Texto fornecido:
A vida é uma fonte; a mulher amada é um
sonho; o·homem é o lobo do homem; o tempo é dinheiro; o dinheiro é tudo, o
homem adora viver de metáforas.
Assim ele explica o inexplicável com exemplos
ao alcance de sua compreensão imediata.
À sua vida, por exemplo, o homem associa a
vida do fruto: o jovem é verde, o adulto é maduro.
Mas, depois de maduro, o que resta ao fruto?
Se o próprio homem concebe assim sua
existência, ele mesmo admite que nada resta ao velho senão o bolor.
Inegavelmente o fruto passa da madurez para a
decomposição, mas o fruto não tem alma.
O Velho conscienstente sabe
que é melhor e isto o faz viver mais. Quando eu digo isso, porém, preciso
deixar bem claro que o Velho-que-sabe-que-é-melhor é aquele que continua (olha
a metáfora!) subindo a escada e está - com todos e ao mesmo tempo - no mesmo
degrau, vendo mais longe, ainda que suas pernas o tenham deixado alguns degraus
mais abaixo. É aquele que sabe que contém mais
vida dentro de si e não deixa que ela se perca, o Tempo e a Vida seguros em
suas mãos de veias altas. Usando uma expressão meio gasta: é aquele que sabe envelhecer
com dignidade.
E é aqui que eu entro com a minha proposição.
Vamos fundar o Clube dos Sazões.
Explico tudo, explico tudo.
Primeiro vamos mudar os nomes comprometidos.
O verbo envelhecer e o
substantivo velho,
como já dissemos, se transformaram em expressões preconceituosas, pejorativas.

Exercícios:
1. Que clube o texto sobre a velhice propõe fundar?
2. Transcreva do texto sobre a velhice o trecho que vai de "A vida é uma" até "não tem alma.", sem nenhuma alteração.

Listagem de dados:
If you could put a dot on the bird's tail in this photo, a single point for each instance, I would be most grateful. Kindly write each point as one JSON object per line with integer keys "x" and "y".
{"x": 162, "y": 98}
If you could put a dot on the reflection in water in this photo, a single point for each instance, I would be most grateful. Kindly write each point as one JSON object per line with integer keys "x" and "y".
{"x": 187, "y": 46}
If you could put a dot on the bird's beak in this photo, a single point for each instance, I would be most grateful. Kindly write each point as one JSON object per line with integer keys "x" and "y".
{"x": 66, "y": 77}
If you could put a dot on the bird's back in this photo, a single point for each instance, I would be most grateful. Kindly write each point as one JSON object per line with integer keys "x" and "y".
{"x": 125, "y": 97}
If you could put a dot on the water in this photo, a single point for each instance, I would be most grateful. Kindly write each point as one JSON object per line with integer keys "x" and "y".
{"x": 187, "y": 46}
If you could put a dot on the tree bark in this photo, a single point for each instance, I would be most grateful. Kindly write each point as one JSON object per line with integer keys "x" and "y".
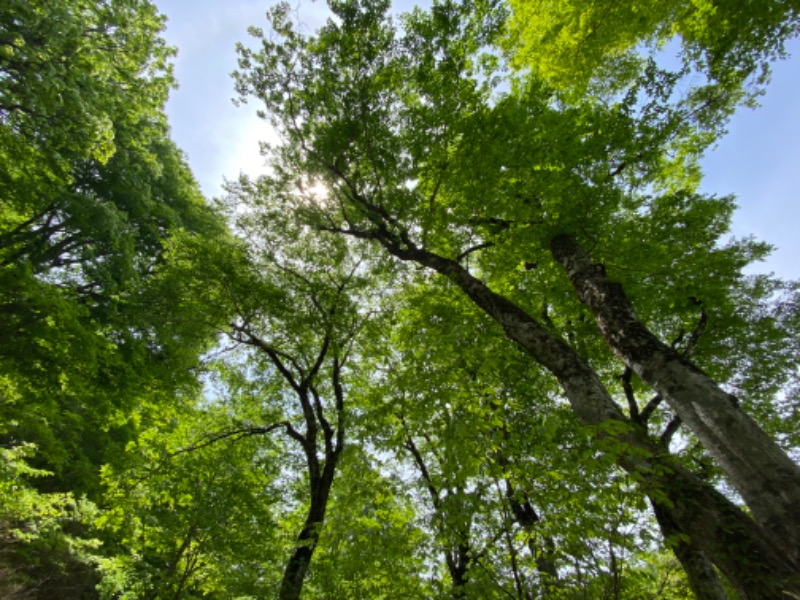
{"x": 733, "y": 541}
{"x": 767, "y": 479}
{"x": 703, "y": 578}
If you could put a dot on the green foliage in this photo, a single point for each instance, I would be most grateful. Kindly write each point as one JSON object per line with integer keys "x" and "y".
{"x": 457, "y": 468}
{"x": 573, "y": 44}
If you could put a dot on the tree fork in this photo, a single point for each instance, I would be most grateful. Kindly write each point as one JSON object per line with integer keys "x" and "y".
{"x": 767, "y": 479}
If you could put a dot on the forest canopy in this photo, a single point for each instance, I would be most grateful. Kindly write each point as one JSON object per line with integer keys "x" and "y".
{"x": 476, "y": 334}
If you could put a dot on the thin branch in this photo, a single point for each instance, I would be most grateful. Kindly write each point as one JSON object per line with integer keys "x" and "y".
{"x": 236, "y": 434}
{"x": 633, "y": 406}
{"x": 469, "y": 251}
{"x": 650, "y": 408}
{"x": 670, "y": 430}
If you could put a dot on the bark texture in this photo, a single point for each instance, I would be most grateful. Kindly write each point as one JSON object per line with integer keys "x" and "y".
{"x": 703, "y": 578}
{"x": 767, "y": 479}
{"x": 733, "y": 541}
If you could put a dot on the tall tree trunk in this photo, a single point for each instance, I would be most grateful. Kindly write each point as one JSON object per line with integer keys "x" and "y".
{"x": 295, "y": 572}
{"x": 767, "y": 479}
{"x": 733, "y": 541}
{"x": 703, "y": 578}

--

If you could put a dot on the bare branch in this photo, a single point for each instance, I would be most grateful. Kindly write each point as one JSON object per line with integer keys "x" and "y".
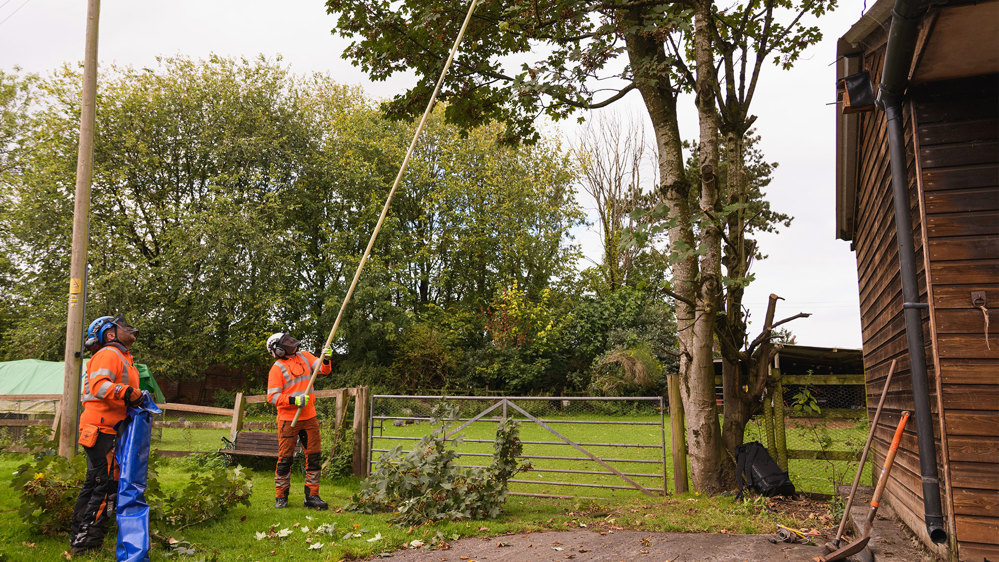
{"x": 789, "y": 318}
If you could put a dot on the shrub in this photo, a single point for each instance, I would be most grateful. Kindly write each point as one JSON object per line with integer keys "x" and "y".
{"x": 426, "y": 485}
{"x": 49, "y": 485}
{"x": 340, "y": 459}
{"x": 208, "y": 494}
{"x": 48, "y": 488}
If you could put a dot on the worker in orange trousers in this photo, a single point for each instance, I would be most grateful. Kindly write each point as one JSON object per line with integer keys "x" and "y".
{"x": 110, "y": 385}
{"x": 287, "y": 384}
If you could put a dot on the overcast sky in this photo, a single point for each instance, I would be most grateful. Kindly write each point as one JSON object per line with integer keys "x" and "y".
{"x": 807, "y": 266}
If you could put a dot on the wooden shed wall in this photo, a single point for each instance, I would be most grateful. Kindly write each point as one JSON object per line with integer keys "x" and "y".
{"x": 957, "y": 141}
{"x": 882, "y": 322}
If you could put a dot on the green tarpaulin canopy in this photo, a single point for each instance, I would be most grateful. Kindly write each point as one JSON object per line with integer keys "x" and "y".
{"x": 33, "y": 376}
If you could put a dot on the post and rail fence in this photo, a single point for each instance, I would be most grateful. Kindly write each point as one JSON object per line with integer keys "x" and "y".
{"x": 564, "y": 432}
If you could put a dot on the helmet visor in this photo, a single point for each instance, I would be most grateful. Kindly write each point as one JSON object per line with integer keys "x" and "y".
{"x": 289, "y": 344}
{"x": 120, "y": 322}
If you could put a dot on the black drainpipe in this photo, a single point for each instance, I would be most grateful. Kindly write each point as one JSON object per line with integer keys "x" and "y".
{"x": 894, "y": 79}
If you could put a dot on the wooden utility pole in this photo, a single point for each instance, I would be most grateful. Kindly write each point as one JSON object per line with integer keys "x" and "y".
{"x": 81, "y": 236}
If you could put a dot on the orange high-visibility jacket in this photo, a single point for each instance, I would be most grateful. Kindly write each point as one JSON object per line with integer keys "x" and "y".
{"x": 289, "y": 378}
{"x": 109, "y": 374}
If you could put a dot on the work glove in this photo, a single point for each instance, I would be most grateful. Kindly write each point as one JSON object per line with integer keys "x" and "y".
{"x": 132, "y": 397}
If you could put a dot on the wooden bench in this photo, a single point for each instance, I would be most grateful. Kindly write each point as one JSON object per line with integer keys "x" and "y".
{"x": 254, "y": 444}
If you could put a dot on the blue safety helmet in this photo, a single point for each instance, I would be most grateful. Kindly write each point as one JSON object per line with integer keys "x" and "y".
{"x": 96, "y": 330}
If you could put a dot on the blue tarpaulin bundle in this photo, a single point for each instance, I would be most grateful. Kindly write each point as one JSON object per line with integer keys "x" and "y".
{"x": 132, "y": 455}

==

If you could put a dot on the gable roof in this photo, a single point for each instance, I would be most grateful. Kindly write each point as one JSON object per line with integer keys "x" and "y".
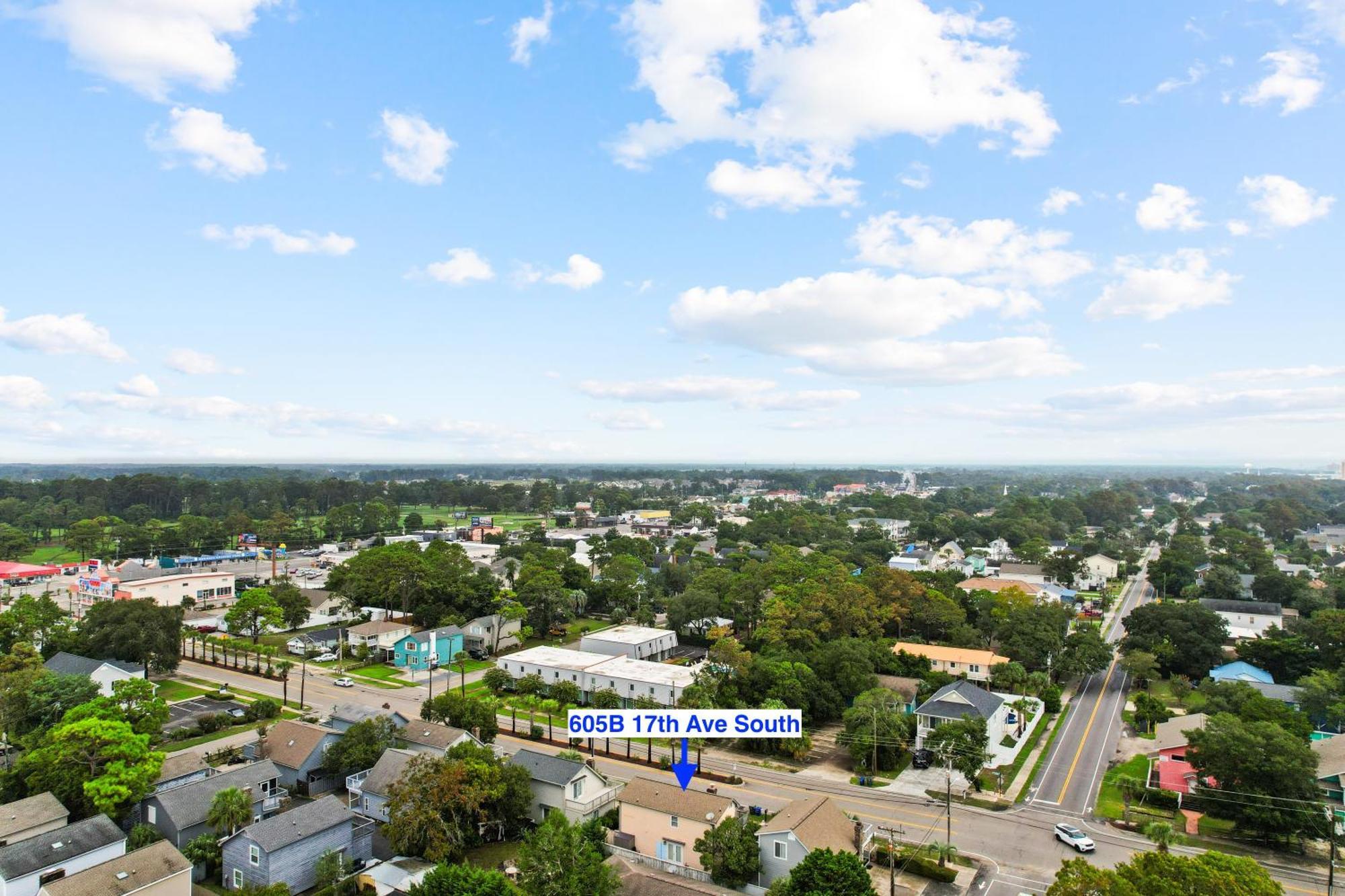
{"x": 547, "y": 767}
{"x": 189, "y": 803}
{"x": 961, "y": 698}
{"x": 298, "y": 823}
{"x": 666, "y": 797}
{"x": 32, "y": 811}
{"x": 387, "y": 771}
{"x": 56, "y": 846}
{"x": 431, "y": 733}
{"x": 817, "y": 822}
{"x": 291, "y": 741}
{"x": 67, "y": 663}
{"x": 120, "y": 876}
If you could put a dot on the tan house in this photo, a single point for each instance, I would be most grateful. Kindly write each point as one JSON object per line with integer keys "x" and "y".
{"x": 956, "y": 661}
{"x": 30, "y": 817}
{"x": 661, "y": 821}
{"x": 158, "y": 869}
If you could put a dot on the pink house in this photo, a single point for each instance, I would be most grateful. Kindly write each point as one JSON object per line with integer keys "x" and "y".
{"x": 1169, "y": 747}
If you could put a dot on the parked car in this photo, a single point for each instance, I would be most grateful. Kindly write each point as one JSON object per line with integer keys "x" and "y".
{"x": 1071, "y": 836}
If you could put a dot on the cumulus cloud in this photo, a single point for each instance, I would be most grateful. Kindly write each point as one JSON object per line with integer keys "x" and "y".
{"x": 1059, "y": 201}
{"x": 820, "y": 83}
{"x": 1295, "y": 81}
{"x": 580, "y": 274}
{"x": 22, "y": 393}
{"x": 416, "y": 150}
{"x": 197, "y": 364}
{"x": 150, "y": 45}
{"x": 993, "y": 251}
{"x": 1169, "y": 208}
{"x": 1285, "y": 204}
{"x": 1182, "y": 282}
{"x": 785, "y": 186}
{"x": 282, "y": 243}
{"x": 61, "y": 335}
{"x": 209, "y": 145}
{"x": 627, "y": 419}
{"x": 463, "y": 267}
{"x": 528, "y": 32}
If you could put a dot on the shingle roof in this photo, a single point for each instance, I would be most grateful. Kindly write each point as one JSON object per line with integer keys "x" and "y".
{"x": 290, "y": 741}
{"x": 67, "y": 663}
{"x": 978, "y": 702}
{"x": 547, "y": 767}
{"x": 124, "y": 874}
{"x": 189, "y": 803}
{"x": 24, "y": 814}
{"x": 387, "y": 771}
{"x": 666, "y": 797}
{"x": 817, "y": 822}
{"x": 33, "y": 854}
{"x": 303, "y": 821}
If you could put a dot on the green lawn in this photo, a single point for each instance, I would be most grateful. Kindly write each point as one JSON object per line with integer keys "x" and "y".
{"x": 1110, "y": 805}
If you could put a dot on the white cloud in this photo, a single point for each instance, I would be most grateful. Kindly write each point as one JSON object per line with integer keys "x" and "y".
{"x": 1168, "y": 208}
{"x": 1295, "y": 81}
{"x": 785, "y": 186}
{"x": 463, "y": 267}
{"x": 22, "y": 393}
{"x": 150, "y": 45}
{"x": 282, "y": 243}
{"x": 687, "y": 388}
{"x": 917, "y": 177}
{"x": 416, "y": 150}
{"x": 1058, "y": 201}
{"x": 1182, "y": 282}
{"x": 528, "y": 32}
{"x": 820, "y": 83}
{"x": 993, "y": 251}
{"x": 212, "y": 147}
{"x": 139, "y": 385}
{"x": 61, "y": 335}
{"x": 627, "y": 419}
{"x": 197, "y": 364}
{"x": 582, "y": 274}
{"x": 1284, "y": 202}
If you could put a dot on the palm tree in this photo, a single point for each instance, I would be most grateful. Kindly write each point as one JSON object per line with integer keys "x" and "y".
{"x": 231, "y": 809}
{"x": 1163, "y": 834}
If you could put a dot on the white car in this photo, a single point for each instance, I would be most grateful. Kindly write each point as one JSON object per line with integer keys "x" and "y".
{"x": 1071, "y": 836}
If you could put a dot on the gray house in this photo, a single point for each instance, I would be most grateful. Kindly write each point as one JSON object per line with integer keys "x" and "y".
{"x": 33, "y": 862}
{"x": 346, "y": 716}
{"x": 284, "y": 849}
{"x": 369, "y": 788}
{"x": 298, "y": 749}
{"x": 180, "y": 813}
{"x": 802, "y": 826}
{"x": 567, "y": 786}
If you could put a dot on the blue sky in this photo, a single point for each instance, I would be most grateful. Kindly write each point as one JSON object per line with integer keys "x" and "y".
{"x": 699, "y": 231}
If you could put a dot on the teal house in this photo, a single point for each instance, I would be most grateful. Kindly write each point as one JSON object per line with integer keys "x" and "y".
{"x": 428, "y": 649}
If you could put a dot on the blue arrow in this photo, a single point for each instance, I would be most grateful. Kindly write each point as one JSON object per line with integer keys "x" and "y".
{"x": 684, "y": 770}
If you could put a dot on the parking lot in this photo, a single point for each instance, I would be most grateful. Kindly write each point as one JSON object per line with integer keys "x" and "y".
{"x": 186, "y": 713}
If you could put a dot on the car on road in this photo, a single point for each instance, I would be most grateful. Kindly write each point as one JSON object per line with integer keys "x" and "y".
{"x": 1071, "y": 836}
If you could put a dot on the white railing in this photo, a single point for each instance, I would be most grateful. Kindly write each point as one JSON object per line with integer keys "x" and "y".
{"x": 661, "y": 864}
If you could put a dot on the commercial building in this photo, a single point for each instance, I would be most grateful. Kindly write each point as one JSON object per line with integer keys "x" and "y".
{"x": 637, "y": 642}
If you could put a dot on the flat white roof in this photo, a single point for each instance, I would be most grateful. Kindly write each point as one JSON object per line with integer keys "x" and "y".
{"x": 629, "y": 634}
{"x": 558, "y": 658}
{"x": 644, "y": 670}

Respostas abaixo:
1. O Clube dos Sazões.

2.
A vida é uma fonte; a mulher amada é um
sonho; o·homem é o lobo do homem; o tempo é dinheiro; o dinheiro é tudo, o
homem adora viver de metáforas.
Assim ele explica o inexplicável com exemplos
ao alcance de sua compreensão imediata.
À sua vida, por exemplo, o homem associa a
vida do fruto: o jovem é verde, o adulto é maduro.
Mas, depois de maduro, o que resta ao fruto?
Se o próprio homem concebe assim sua
existência, ele mesmo admite que nada resta ao velho senão o bolor.
Inegavelmente o fruto passa da madurez para a
decomposição, mas o fruto não tem alma.